## Task directions
In exactly two sentences, summarize the text below on geotechnical hazards.

## Text block
══════════════════════════════
Some adverse consequences that may result from interaction with these hazards:

• 
  Geotechnical properties of the subsurface different than predicted, making excavation of resources impossible or at an inadequate rate
  
• 
  Flow properties of geomaterials is different than predicted, making ISRU processing hardware jam or fail to function
  
• 
  Bearing capacity and long-term (3+ year) weakening or differential settlement of the soil beneath the mechanical and thermal load of surface assets may produce asset instability or unexpected mechanical stress or may affect scientific experiments or ISRU processes
  
• 
  Soil/Rocket Plume interaction damages the landing spacecraft
  
• 
  Soil/Rocket Plume interaction damages the surrounding hardware (ISRU, etc.)
  
• 
  Regolith degassing after engine cutoff blows back soil, which contaminates the landed spacecraft
  
• 
  Soil/Rocket Plume interaction leaves landed spacecraft unstable
  

3. 
   Breakdown of geotechnical risks
   

1. 
   Sub-Risk 1: Subsurface Geotechnical Properties Different Than Predicted
   

Risk Statement: If soil cohesion, shear strength, density, compaction, volatile content and specific energy of boring or chipping are not properly bounded in the vertical column above and within the source of water ice, then an excavator, boring unit, beneficiator, or resource extractor may not produce ice-rich soil at a rate sufficient for scheduled human arrival or not at all. In a contingency it may not be able to resupply water to the crew after their arrival. Failure may result in loss of science or loss of crew. Also, crew equipment for manual access to the subsurface may not be optimally designed if the subsurface is more or less cohesive than expected.
Context: If surface soil lacks sufficient cohesion, collapsing material into a bore hole may make it impossible to extract desired subsurface materials. If shear strength, density, or compaction are greater than expected, the device(s) may lack power or energy to produce sufficient quantities or at a sufficient rate. If specific energy is greater than expected, processing may be inefficient or impossible.
══════════════════════════════
## Material
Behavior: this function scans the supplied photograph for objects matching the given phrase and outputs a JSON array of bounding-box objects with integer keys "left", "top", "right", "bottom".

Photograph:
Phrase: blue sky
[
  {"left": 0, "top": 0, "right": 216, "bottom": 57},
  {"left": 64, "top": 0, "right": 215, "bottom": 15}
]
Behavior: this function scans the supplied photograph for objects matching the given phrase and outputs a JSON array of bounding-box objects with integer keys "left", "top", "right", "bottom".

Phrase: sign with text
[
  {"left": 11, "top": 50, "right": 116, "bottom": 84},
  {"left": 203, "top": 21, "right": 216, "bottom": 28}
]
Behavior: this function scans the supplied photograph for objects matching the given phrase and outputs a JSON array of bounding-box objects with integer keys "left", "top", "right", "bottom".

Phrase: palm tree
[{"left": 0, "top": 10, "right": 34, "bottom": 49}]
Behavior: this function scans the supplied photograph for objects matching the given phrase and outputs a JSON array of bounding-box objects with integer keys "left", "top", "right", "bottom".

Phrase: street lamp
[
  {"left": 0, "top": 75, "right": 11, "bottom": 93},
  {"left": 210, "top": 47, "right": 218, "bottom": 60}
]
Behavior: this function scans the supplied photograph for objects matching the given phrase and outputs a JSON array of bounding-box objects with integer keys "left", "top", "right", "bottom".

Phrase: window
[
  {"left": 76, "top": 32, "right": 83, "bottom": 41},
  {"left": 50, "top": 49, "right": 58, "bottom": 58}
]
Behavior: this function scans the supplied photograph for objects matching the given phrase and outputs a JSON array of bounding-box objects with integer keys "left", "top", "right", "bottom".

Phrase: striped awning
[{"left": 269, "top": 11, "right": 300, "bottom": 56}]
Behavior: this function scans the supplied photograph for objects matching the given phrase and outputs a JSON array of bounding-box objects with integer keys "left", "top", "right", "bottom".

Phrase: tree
══════════════════════════════
## Solution to the exercise
Interaction with geotechnical hazards can cause problems such as subsurface and geomaterial properties that differ from predictions, weakening or settlement of soil under surface assets, and rocket plume effects that damage, contaminate, or destabilize landed spacecraft and nearby hardware. The first sub-risk holds that if soil properties such as cohesion, shear strength, density, compaction, volatile content, and specific energy of boring or chipping are not properly bounded in the vertical column above and within the source of water ice, extraction equipment may fail to produce ice-rich soil at a sufficient rate or at all, possibly resulting in loss of science or loss of crew.